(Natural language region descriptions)

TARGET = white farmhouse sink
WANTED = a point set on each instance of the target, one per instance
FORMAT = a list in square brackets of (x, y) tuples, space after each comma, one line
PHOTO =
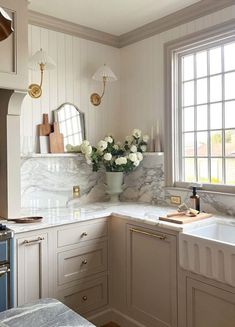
[(209, 250)]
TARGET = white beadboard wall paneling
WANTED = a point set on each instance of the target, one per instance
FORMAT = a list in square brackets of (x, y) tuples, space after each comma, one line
[(142, 72), (76, 59)]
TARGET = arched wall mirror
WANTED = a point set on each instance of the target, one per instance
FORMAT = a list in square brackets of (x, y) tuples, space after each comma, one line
[(71, 123)]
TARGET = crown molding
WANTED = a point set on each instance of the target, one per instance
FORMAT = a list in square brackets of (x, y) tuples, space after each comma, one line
[(63, 26), (185, 15)]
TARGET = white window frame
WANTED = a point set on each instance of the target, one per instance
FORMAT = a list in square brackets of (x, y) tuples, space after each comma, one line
[(173, 50)]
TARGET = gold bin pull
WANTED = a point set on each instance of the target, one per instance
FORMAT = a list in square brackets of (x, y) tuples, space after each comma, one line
[(160, 237), (39, 239)]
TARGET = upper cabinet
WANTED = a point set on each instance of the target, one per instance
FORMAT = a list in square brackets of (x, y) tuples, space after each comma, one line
[(14, 49)]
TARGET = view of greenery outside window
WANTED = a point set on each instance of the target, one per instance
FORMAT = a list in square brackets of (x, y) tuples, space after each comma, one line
[(206, 102)]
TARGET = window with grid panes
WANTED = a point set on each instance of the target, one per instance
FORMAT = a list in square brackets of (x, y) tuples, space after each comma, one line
[(206, 114)]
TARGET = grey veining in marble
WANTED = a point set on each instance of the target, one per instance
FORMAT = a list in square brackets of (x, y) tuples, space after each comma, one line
[(42, 313), (47, 182)]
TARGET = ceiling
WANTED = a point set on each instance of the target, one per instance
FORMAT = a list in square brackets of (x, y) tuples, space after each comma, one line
[(112, 16)]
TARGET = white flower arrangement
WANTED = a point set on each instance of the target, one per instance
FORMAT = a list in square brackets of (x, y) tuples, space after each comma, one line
[(115, 156)]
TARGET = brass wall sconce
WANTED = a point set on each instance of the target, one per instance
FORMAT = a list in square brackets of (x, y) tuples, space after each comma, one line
[(5, 25), (103, 74), (40, 60)]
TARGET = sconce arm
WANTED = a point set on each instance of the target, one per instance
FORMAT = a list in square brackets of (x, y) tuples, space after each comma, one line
[(104, 85), (42, 67)]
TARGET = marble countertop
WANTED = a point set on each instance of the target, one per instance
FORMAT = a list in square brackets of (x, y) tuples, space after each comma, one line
[(145, 213), (42, 313)]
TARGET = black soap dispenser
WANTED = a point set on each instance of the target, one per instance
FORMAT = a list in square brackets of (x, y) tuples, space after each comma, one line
[(195, 199)]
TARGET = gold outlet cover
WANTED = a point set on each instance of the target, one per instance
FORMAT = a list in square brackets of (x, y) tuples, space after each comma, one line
[(176, 199)]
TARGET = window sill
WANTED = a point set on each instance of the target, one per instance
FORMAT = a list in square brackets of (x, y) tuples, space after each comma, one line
[(202, 191)]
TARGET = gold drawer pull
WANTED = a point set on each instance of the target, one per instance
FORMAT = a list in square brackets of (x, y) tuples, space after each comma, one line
[(4, 270), (39, 239), (160, 237)]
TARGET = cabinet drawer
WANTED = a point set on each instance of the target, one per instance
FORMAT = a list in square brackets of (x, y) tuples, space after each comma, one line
[(81, 233), (86, 296), (81, 262)]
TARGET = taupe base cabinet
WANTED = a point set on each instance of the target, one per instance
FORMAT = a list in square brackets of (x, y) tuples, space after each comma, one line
[(151, 276), (121, 270), (204, 302)]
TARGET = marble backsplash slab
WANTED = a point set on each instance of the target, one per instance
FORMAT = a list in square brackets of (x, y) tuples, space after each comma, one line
[(47, 182)]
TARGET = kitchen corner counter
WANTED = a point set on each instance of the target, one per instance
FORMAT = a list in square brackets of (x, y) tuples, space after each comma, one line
[(44, 312), (143, 213)]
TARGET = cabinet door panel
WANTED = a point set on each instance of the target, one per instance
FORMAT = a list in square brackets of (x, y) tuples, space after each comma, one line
[(81, 233), (209, 306), (151, 269), (82, 262), (32, 268)]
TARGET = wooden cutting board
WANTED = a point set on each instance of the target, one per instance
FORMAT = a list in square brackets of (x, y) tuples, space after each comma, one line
[(44, 129), (185, 219), (56, 140)]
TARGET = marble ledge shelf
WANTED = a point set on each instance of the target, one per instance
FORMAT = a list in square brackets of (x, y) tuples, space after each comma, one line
[(68, 155)]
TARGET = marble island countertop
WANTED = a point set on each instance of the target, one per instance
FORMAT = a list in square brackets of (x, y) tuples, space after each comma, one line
[(44, 312), (140, 212)]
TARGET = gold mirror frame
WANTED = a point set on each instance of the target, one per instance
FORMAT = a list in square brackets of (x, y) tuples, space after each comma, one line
[(6, 28)]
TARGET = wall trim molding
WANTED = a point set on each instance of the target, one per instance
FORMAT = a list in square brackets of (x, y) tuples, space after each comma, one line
[(63, 26), (185, 15)]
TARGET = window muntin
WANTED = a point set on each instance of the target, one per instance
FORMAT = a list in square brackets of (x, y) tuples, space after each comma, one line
[(206, 114)]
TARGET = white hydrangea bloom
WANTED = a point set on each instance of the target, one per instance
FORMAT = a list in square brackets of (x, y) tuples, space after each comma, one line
[(88, 159), (133, 148), (102, 145), (108, 139), (143, 148), (133, 157), (136, 133), (121, 161), (139, 156), (129, 139), (145, 138), (84, 145), (88, 150), (136, 163), (107, 156)]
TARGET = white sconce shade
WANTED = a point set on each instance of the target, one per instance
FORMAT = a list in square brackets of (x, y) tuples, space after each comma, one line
[(103, 74), (104, 71), (41, 57), (39, 61)]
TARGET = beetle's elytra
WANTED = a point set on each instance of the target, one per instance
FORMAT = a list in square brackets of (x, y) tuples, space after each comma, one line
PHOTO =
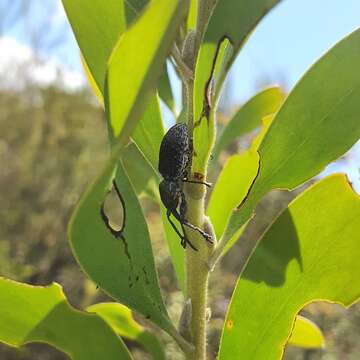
[(174, 158)]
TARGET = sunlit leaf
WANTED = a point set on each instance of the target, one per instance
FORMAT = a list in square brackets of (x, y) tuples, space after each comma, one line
[(231, 187), (133, 71), (120, 318), (249, 117), (124, 266), (150, 131), (318, 122), (306, 334), (96, 30), (310, 253), (42, 314), (229, 26), (143, 177)]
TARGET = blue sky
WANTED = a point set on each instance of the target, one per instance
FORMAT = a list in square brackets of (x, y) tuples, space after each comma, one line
[(283, 46), (280, 50)]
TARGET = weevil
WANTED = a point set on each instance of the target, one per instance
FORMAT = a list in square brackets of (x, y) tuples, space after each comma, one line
[(174, 158)]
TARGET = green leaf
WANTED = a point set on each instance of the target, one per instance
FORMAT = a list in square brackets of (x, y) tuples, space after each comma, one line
[(310, 253), (96, 30), (120, 318), (42, 314), (306, 334), (150, 131), (249, 117), (231, 187), (317, 123), (133, 70), (122, 267), (228, 28), (142, 175)]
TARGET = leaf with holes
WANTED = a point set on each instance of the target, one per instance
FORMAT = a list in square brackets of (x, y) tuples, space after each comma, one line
[(42, 314), (229, 26), (306, 334), (317, 123), (310, 253), (124, 266), (249, 117), (120, 318)]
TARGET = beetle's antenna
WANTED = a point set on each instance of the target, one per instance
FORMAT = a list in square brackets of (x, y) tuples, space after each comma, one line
[(198, 182)]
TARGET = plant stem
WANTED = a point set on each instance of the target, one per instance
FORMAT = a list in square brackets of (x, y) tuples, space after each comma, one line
[(197, 270)]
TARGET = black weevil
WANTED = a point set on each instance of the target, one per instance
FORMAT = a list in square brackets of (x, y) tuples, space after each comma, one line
[(174, 158)]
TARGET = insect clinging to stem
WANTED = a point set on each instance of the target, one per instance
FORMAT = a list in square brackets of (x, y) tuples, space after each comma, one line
[(174, 158)]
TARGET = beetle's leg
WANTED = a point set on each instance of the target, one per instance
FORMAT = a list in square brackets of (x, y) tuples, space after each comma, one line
[(116, 233), (197, 182), (181, 217), (183, 238)]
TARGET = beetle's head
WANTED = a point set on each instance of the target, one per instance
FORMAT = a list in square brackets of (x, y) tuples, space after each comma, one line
[(170, 193)]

__What this task involves__
From the records, work out how many lines include "window" and respond with the number only.

__Solution for this problem__
5